EXERCICE: Réécrivez sous forme de liste numérotée les lignes des données ci-dessous, depuis la toute première jusqu'à celle qui contient « [562, 938, 601, 1024] », cette dernière incluse. Omettez les lignes vides.

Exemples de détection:

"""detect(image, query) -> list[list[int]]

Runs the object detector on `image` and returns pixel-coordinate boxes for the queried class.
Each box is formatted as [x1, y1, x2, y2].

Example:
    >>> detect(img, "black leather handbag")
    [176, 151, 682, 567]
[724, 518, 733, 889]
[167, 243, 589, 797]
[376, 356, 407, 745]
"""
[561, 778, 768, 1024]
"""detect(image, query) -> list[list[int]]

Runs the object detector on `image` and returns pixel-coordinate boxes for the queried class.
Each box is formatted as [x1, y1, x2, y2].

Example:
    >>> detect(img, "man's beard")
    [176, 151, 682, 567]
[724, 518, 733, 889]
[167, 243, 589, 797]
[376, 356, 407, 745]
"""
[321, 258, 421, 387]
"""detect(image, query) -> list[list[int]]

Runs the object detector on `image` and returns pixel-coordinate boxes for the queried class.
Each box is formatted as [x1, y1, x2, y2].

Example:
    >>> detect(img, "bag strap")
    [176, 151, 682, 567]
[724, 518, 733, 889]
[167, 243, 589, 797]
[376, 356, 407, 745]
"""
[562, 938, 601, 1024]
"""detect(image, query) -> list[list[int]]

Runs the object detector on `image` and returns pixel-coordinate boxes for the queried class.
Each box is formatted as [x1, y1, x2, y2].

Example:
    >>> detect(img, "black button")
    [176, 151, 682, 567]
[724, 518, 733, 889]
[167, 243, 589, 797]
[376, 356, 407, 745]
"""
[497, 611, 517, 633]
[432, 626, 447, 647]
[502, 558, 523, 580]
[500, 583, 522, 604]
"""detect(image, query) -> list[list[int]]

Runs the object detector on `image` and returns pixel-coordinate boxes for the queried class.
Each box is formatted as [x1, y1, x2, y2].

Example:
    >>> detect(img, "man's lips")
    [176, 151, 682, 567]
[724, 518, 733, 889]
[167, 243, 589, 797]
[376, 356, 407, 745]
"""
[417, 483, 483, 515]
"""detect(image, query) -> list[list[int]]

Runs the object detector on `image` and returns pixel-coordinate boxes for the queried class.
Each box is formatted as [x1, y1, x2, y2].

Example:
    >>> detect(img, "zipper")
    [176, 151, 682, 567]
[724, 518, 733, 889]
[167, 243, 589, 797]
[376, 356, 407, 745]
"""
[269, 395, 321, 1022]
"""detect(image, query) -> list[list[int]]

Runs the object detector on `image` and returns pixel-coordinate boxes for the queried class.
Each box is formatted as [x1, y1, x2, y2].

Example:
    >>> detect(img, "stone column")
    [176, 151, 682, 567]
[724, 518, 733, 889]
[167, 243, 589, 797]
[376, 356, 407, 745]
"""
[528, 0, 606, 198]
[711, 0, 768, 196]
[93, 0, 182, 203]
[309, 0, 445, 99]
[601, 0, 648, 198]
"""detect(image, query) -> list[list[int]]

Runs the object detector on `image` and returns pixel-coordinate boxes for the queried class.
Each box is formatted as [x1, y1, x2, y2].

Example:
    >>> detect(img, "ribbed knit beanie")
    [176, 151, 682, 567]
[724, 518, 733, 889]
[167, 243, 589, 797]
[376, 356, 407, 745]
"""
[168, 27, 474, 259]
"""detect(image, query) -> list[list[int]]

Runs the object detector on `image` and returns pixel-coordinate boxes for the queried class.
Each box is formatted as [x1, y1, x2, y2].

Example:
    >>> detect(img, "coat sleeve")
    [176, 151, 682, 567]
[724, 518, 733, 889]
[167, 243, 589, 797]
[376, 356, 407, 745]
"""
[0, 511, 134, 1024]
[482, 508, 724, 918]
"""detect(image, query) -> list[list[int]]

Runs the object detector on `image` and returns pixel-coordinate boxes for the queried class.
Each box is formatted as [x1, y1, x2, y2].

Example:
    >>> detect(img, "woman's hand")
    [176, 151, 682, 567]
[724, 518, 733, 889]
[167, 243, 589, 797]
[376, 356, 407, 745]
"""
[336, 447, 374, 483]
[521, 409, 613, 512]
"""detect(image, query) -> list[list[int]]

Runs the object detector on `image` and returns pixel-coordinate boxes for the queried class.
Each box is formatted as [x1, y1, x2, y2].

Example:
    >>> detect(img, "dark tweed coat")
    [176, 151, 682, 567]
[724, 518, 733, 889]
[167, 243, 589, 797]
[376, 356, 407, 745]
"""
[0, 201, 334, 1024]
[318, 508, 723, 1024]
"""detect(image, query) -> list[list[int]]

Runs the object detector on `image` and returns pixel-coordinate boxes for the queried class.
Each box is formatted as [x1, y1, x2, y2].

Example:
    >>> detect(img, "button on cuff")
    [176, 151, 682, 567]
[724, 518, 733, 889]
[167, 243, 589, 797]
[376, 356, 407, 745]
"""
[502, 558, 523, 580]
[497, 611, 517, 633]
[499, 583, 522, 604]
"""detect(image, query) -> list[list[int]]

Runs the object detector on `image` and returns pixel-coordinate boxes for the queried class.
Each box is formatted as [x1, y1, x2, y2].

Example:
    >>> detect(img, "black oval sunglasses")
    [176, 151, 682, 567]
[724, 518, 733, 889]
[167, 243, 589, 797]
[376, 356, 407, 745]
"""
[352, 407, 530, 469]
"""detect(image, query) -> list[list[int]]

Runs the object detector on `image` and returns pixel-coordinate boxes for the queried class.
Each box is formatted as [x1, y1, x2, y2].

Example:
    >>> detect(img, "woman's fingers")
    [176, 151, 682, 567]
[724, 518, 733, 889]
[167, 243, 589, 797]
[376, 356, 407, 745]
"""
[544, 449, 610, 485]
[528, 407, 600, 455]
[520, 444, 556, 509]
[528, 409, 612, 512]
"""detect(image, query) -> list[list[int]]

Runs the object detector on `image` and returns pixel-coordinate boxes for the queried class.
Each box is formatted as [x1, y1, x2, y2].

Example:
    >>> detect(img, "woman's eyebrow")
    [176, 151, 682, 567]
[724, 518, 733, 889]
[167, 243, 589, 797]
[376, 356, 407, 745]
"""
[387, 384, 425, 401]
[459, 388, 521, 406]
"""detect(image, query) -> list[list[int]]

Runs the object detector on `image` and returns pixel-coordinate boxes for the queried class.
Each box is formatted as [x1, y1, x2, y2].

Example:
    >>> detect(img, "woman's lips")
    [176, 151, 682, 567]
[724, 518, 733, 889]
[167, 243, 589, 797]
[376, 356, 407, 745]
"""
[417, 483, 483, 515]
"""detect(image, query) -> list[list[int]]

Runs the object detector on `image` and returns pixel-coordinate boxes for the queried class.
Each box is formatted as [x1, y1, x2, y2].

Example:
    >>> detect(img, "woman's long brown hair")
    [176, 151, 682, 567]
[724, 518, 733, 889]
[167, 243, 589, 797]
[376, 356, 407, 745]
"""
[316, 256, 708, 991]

SOLUTION PROPOSÉE:
1. """detect(image, query) -> list[list[int]]
2. Runs the object detector on `image` and returns pixel-coordinate boxes for the queried class.
3. Each box is formatted as [x1, y1, x2, y2].
4. Example:
5.     >>> detect(img, "black leather handbag")
6.     [176, 151, 682, 567]
7. [724, 518, 733, 889]
8. [167, 243, 589, 797]
9. [376, 356, 407, 745]
10. """
11. [561, 778, 768, 1024]
12. """detect(image, query) -> list[list[int]]
13. Runs the object detector on `image` and returns pixel-coordinate boxes for the queried class.
14. Each box is formatted as [x1, y1, x2, y2].
15. Example:
16.     >>> detect(img, "man's beard")
17.     [176, 151, 682, 567]
18. [724, 518, 733, 889]
19. [167, 243, 589, 797]
20. [376, 356, 407, 745]
21. """
22. [321, 258, 421, 387]
23. """detect(image, query) -> list[list[int]]
24. Runs the object detector on `image` and returns pixel-coordinate boxes for the queried class.
25. Each box is formatted as [x1, y1, x2, y2].
26. Example:
27.     >>> detect(img, "bag strap")
28.     [176, 151, 682, 567]
29. [724, 518, 733, 889]
30. [167, 243, 589, 797]
31. [376, 356, 407, 745]
32. """
33. [562, 938, 601, 1024]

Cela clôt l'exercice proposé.